Your assignment:
Lines from the one containing "[point] every instance of the window" through the last line of the data are to be repeated word for word, both ends included.

***

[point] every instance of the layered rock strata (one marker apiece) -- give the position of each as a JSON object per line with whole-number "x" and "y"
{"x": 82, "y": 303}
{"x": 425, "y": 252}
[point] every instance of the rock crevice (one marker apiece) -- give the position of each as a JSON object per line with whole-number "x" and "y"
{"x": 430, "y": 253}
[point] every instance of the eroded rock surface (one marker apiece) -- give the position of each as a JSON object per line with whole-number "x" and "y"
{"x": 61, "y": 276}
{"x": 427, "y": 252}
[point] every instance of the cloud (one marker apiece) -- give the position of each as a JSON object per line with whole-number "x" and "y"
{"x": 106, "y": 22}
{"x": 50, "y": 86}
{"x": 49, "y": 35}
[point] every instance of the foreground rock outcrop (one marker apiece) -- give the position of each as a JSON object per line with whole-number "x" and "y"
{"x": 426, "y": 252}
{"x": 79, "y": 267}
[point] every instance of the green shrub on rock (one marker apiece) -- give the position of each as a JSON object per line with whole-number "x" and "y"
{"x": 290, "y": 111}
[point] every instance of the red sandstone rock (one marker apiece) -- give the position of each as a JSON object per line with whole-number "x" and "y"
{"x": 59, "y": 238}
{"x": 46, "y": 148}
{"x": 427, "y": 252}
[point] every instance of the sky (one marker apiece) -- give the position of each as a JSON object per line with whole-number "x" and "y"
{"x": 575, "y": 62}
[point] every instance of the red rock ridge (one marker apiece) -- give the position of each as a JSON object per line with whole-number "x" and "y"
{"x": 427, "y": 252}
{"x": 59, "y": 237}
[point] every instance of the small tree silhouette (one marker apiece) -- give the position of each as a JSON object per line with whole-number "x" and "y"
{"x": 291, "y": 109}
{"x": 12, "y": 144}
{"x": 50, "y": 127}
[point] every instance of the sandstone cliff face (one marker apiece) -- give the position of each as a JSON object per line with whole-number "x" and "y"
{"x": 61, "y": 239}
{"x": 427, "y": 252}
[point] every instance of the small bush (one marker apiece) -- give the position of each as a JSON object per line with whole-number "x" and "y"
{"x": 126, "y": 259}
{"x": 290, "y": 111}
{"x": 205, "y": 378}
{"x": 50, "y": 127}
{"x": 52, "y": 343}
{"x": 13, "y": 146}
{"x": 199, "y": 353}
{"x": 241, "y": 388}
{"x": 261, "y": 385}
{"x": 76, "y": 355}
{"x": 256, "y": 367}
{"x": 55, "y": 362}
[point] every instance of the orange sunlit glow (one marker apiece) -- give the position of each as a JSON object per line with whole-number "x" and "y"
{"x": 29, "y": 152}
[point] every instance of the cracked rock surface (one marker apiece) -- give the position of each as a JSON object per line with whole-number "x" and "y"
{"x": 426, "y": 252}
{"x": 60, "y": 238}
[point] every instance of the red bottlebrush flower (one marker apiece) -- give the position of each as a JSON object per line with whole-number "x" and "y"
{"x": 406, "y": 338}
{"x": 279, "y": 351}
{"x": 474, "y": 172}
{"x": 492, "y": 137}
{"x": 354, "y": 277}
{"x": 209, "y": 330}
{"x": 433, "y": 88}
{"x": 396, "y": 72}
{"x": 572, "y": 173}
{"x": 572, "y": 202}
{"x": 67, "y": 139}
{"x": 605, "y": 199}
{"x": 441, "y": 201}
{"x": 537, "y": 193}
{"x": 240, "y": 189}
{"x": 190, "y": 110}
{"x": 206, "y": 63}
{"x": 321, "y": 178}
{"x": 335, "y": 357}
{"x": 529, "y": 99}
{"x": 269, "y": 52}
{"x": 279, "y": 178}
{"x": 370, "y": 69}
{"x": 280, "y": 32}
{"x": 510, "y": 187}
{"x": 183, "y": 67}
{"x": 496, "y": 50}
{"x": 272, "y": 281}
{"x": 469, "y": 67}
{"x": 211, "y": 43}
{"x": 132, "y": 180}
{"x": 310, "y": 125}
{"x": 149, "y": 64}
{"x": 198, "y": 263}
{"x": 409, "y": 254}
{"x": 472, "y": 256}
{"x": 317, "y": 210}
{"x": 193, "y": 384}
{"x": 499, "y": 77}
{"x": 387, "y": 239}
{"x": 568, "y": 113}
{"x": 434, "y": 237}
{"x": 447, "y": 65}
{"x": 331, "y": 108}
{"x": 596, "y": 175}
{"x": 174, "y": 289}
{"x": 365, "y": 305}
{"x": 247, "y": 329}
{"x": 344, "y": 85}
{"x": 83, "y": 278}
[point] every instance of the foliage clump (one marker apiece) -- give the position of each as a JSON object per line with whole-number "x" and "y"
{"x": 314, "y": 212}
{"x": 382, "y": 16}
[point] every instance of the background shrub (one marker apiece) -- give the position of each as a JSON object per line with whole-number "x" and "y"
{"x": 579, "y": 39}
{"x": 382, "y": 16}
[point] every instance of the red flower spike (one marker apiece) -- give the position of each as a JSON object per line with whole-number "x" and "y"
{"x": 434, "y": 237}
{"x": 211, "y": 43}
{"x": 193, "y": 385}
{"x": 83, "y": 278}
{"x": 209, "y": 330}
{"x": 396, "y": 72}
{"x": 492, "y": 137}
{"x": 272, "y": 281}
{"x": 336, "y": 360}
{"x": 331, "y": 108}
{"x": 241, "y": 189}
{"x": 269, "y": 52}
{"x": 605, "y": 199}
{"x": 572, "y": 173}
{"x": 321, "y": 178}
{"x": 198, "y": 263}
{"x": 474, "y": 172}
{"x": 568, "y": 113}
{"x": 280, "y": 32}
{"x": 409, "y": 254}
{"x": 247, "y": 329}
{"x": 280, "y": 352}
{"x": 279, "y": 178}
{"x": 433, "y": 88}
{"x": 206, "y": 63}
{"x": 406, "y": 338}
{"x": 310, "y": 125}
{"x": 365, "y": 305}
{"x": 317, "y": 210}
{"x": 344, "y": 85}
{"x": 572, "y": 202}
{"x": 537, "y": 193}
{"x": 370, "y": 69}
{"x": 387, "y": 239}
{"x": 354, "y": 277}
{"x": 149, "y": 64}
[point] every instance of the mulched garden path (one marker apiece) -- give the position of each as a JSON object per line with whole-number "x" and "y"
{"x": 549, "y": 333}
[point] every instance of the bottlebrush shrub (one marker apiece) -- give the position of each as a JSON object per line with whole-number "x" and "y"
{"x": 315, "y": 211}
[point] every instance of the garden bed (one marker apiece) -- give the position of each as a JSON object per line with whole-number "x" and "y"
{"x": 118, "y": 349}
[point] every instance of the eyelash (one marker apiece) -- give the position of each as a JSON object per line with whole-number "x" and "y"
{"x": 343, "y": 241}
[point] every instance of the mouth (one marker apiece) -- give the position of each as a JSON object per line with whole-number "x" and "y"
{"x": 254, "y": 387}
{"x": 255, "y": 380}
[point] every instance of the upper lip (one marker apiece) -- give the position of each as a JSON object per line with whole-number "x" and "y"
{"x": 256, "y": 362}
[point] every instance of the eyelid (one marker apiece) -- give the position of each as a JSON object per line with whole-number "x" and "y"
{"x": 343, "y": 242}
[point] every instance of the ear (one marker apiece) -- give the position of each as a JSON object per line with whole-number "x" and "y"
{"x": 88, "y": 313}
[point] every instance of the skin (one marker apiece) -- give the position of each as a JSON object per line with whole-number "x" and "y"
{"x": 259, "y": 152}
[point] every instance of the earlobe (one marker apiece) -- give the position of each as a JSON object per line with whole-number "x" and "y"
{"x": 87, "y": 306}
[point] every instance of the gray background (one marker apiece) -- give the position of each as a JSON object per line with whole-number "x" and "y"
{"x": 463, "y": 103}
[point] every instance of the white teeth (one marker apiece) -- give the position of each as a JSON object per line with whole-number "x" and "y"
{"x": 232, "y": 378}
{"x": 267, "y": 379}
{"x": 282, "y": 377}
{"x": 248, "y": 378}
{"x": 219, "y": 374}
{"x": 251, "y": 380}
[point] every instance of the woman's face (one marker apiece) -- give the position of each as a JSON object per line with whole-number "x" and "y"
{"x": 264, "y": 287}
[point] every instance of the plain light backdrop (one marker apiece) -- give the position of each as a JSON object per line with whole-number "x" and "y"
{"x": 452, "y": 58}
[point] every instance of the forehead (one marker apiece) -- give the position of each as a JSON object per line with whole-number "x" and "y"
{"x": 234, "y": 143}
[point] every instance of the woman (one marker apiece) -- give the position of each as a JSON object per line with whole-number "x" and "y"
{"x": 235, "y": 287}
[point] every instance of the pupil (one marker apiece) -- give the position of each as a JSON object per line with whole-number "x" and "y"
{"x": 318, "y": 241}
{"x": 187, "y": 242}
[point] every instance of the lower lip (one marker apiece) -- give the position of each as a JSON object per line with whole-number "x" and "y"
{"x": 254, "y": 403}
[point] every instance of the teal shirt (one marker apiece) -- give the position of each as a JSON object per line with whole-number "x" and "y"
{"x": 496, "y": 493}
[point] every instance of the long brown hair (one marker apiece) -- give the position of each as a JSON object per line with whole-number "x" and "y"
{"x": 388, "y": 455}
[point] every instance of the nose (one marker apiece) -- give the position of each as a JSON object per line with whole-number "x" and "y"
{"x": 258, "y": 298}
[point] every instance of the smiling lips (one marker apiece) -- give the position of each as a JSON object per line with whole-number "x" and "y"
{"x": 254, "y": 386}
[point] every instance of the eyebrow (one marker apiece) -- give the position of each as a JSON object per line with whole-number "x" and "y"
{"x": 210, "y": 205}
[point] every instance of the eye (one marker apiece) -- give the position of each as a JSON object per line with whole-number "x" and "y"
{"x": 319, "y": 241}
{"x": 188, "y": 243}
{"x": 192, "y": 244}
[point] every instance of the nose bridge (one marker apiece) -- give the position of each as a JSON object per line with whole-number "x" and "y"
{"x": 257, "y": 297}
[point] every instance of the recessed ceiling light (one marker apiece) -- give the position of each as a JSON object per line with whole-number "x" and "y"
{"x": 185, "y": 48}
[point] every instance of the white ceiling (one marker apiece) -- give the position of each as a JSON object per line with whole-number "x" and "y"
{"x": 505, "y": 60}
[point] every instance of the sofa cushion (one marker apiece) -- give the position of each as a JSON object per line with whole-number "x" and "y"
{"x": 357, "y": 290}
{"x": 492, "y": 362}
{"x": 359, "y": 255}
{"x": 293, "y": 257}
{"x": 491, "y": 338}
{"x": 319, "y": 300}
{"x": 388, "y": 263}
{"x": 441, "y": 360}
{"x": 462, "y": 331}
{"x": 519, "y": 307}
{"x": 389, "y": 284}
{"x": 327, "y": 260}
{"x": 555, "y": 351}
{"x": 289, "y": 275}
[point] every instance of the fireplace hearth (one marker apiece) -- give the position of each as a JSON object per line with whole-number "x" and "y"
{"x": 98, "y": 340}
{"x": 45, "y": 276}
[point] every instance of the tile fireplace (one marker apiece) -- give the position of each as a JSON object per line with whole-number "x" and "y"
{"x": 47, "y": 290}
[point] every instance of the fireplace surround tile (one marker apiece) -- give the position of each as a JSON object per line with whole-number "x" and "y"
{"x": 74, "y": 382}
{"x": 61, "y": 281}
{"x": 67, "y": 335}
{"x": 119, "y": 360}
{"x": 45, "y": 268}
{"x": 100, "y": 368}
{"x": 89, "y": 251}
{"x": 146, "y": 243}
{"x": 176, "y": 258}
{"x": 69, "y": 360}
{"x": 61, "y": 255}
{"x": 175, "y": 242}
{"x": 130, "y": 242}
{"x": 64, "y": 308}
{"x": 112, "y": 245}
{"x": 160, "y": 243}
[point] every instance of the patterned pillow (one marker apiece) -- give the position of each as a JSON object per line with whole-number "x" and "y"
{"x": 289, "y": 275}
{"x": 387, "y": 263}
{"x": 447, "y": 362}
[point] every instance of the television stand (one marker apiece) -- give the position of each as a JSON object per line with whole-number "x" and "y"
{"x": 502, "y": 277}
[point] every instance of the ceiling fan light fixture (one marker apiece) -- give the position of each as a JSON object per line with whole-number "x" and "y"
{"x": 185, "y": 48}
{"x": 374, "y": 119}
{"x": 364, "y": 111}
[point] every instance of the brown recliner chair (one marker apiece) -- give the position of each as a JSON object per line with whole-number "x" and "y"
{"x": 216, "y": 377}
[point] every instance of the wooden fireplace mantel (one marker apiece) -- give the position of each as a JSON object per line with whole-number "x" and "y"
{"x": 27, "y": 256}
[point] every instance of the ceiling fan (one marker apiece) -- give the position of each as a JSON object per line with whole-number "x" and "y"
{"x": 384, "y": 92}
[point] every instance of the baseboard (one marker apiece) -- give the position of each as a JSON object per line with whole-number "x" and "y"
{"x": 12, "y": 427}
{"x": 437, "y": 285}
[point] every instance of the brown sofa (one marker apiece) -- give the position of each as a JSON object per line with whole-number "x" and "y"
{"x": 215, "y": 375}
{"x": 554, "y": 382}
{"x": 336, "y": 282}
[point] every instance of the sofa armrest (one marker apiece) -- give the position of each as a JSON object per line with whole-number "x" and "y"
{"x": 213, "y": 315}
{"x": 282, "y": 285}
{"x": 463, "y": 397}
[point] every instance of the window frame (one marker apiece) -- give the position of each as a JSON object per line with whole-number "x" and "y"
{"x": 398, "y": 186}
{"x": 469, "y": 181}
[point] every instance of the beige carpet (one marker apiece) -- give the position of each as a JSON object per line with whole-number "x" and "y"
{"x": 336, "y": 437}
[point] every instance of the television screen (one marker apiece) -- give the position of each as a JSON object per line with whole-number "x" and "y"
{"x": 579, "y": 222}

***

Answer box:
[point] every instance of the window frame (one marker apiece) -- give the position of each as a JSON object per line with whole-number "x" and "y"
{"x": 398, "y": 186}
{"x": 469, "y": 181}
[point] every instance of the beige carpet (one marker apiece) -- give the position of each as a JSON object per line with whole-number "x" and "y"
{"x": 336, "y": 437}
[point] every instance of the television screen (one marker apiece) -- give the position of each as a JSON object per line with whole-number "x" and "y"
{"x": 579, "y": 222}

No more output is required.